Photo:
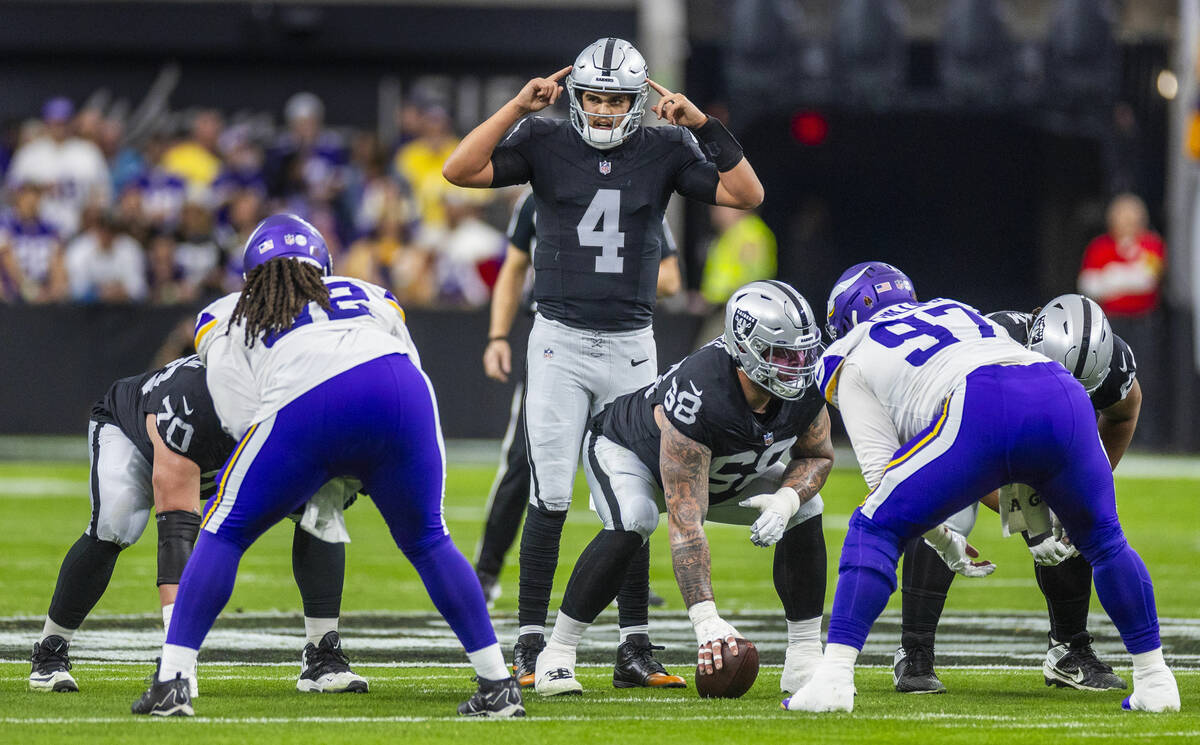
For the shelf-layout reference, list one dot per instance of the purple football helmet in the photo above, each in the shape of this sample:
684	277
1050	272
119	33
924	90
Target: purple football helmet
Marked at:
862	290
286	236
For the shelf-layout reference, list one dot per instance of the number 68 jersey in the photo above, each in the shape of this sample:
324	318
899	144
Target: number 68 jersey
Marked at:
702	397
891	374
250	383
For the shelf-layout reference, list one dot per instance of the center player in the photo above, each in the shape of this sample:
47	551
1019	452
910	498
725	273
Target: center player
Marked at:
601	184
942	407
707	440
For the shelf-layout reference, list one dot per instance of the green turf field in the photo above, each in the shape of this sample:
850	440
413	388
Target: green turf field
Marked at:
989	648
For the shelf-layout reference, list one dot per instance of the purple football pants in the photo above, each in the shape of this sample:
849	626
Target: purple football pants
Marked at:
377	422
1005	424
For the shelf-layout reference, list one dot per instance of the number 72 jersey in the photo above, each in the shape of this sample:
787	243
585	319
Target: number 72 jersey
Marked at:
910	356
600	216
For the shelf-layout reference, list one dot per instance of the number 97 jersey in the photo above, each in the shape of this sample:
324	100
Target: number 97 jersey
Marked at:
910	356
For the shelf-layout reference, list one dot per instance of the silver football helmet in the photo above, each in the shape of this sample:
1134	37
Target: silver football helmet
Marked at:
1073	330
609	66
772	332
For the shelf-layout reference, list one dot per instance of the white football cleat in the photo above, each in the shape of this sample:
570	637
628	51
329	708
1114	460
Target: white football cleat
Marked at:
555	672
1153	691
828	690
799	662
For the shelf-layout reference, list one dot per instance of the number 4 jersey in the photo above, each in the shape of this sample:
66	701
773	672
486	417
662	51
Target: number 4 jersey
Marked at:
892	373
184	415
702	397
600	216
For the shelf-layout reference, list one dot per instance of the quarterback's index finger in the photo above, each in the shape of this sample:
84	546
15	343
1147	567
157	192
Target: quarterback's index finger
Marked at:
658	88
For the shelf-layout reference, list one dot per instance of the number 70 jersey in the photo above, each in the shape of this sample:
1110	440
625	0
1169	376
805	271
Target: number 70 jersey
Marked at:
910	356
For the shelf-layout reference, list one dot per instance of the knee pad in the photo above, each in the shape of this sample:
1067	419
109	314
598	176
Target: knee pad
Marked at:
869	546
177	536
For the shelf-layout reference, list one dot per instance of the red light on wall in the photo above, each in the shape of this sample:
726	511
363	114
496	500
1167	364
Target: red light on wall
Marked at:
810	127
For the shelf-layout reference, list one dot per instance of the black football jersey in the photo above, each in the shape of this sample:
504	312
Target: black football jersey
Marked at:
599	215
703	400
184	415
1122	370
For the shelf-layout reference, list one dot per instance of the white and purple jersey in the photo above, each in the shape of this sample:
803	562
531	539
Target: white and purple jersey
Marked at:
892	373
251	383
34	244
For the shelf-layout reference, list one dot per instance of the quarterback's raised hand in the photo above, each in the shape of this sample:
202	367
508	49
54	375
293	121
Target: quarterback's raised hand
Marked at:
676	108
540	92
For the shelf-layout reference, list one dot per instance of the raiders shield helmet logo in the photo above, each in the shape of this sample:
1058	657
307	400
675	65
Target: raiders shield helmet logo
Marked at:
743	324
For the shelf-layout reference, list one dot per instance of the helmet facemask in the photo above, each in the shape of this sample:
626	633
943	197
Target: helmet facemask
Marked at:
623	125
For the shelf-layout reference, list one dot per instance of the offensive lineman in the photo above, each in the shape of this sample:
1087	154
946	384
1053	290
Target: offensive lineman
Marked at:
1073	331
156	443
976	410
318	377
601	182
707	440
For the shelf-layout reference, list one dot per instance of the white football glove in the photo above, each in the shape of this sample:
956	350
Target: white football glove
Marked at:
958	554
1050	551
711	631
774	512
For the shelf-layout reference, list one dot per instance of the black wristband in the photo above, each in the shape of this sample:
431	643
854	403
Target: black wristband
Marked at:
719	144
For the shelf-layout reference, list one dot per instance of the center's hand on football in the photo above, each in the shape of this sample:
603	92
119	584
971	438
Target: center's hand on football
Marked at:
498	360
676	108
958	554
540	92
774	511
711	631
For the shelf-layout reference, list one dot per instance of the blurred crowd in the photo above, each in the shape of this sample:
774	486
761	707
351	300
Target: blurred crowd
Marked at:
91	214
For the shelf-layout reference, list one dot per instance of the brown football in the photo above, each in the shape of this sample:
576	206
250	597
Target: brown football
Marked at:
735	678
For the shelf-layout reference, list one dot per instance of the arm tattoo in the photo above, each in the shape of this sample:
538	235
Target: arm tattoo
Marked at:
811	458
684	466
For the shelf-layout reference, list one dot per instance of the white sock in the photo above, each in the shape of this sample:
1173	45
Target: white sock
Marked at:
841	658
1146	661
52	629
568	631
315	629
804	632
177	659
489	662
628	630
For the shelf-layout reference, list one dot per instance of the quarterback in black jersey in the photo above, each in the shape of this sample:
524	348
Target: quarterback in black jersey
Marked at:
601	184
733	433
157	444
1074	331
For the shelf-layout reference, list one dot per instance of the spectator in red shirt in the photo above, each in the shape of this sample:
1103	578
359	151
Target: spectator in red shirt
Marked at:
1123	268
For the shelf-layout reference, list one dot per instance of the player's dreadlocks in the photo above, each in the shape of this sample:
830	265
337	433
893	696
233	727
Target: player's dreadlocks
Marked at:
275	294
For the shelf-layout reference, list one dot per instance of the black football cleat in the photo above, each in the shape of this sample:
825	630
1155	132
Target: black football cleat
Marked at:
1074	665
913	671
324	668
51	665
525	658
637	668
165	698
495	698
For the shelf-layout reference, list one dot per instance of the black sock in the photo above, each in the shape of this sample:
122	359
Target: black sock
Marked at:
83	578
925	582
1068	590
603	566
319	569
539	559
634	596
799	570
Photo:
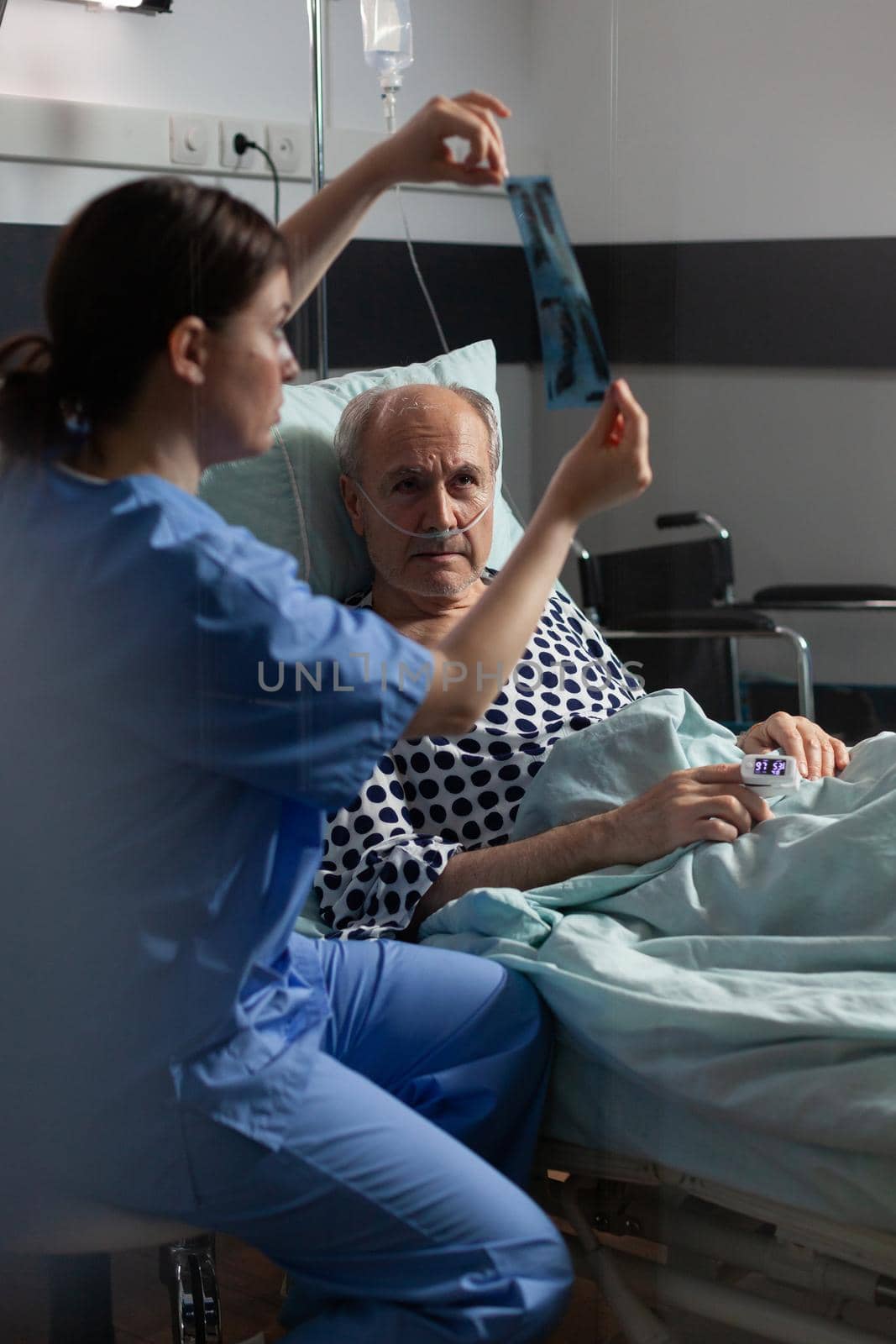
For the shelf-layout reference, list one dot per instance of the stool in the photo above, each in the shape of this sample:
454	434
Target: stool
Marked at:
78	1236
...
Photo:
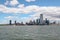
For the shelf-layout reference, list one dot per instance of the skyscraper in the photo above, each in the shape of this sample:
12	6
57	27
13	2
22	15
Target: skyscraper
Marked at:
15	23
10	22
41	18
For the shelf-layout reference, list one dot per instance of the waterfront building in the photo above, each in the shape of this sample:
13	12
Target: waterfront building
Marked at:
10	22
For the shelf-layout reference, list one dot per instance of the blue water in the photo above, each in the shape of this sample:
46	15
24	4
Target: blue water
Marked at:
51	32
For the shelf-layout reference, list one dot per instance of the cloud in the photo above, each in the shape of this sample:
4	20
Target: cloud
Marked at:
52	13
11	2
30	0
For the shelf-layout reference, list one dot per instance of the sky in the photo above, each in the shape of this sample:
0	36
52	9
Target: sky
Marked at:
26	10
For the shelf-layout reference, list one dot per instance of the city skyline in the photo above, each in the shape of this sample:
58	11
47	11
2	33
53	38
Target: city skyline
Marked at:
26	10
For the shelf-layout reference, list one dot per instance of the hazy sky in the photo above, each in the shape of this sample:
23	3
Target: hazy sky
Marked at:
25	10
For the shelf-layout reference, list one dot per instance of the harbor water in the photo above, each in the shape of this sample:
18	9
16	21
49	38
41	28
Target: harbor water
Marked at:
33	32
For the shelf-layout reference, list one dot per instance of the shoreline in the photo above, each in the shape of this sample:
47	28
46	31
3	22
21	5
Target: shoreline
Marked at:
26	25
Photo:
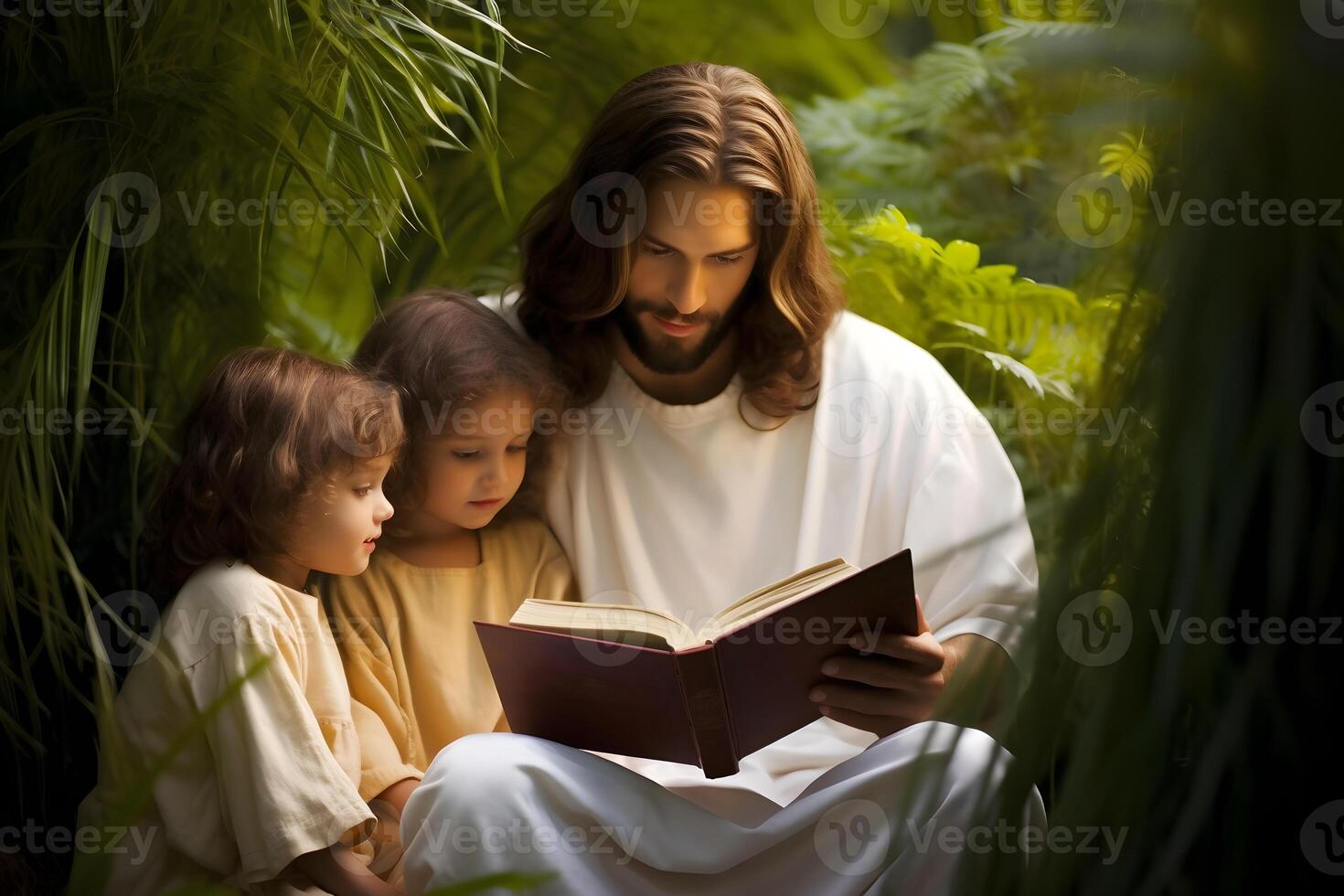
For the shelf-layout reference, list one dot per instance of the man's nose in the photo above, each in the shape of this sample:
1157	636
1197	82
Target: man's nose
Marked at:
==
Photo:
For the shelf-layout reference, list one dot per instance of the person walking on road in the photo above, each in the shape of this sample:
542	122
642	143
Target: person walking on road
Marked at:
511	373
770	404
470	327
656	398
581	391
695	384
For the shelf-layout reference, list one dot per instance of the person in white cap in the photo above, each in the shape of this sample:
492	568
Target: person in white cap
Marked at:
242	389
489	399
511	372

→ TASK DIRECTIONS
Whenever the word "raiders" shows up in a line of the entries above, copy that line.

→ TASK ANSWER
For the shelf-layout reference, list one dot per instance of the raiders shield helmet logo in the photo above, each in the shape of this sample:
Target: raiders shield helmet logo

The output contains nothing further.